* **TEXT PROVIDED**
Start of Block
Jean-Claude Juncker unveils plan to REMOVE regional governments’ powers

The EU Commission president is making the risky move in a bid to avoid the embarrassment heaped on the Commission when Belgium’s tiny regional parliament, Wallonia, threatened to scupper the entire EU-Canada free trade deal last year. 

The EU nearly lost seven years of negotiations to secure the CETA (EU-Canada Comprehensive Economic and Trade Agreement) after the Wallonians threatened to veto the deal.

CETA was narrowly passed after amendments were made, but after the near miss Jean-Claude Juncker wants to ensure this power is removed from the regional governments in future. 

The EU Commission President aims to restore the EU’s credibility on the global stage as being free to strike trade deals unhampered by pesky regional assemblies. 

In his state of the union address on he set out a new trade deal model which national assemblies cannot block. 

But the price to secure this new deal is to scrap investment clauses, considered necessary for emerging economies such as India. 

Crafting new trade deals without investment clauses would allow the European Parliament and member countries represented yet the council in Brussels to exclusively ratify deals – removing regional vetoing powers. 

But there are fears he may have gone too far by removing investment protection for EU companies and business in foreign countries. 

Mr Juncker mooted the responsibility for handling investment disputes by taken care of by a global investment court – which does not yet exist and the framework being discussed by the EU is some 10 years away from fruition. 

And when the idea was presented to 60 leading trading nations at the UN Commission on International Trade Law, the US rejected the plan. 

Maria Demertzis, deputy director of the Bruegel think tank, told Politico: “While it’s good to see Juncker supporting multilateralism, you have to be realistic.

“Any multilateral system for dispute resolution requires the big guys to be on board. And it’s quite difficult for me to imagine the US under Donald Trump supporting this concept.”

And how the EU treats certain countries could backfire on it, as deals with Canada and Australia possibly viewed as setting a precedent which would not be replicated in emerging countries such as India and Mexico, considered far riskier.

While seen as a snub, it could also lead to countries reverting back to the old-system of bi-lateral agreements between members states and other countries, something the EU is trying to avoid. 

Kai Mykkänen, Finland’s trade minister, told Politico: “Of course there are negative consequences to splitting trade deals … but this is a totally unbalanced situation if investment security questions hijack or make it impossible to get agreements in force, which has been the risk.”

He added it would take “at least a decade” to set up the investment court.

The Commission declined to give details on Mr Juncker’s plans.
End of Block
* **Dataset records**
Start of Block
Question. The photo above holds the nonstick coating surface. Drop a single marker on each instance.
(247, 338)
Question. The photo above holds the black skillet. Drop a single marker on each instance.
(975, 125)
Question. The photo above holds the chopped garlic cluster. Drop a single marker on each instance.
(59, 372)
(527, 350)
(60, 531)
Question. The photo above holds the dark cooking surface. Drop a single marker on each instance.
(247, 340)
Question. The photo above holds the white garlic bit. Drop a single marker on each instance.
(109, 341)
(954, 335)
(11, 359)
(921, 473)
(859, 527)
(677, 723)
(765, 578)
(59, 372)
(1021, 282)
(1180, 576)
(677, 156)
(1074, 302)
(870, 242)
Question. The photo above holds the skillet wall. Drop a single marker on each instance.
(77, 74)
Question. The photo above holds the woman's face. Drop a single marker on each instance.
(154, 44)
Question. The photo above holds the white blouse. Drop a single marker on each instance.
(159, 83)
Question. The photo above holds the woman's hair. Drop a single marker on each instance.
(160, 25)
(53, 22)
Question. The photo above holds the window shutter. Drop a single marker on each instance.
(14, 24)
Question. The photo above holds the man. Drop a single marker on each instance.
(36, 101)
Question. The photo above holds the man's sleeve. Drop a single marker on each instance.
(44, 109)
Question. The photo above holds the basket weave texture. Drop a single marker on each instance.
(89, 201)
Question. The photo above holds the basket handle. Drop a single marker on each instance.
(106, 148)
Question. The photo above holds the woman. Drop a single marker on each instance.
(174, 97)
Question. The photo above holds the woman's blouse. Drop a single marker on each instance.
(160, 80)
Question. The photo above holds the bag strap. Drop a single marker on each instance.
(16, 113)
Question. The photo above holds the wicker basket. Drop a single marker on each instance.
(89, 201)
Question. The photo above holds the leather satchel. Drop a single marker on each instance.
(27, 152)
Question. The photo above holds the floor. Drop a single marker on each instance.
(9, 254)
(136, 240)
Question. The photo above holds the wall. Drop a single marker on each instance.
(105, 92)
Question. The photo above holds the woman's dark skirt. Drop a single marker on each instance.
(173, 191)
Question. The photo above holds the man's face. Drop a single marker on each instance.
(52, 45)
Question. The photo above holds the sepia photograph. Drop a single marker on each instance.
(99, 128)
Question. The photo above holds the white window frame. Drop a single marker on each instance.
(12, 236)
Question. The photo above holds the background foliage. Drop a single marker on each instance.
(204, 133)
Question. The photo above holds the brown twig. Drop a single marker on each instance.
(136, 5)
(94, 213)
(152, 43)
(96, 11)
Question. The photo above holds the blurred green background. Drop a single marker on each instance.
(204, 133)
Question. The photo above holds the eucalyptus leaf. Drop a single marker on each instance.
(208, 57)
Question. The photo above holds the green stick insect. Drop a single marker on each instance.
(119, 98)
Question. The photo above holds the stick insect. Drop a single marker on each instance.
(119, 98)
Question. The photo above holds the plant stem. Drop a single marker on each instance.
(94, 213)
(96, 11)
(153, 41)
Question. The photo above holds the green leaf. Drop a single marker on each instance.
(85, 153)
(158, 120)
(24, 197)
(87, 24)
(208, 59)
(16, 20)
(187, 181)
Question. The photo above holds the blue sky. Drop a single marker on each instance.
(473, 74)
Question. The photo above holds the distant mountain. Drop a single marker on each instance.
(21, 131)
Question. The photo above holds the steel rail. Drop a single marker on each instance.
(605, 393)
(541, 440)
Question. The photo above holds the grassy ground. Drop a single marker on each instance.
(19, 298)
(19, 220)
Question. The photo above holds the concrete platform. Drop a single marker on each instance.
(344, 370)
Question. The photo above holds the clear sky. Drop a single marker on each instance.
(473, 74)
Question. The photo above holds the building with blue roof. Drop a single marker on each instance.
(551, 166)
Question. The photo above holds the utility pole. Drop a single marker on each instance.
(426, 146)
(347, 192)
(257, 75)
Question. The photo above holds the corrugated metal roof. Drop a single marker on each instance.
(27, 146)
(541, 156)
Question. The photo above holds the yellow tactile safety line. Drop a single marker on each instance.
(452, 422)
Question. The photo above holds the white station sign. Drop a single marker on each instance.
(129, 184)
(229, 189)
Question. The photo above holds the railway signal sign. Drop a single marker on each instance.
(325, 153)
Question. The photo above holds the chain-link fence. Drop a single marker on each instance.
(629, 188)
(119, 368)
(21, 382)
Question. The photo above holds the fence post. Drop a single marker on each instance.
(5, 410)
End of Block
* **TASK SET**
A – Transcribe the Juncker article from "Crafting new trade" up to and including "regional vetoing powers.".
B – In the Juncker article, how long did Kai Mykkänen say it would take to set up the investment court?
C – Rewrite more briefly the paragraph of the Juncker article that begins "The EU Commission president is making the risky move".
Rely on the Juncker article alone.

* **SOLUTIONS**
A –
Crafting new trade deals without investment clauses would allow the European Parliament and member countries represented yet the council in Brussels to exclusively ratify deals – removing regional vetoing powers.

B – At least a decade.

C – The EU Commission president is taking this risky step to avoid a repeat of last year's embarrassment, when Belgium's small regional parliament, Wallonia, threatened to sink the whole EU-Canada free trade deal.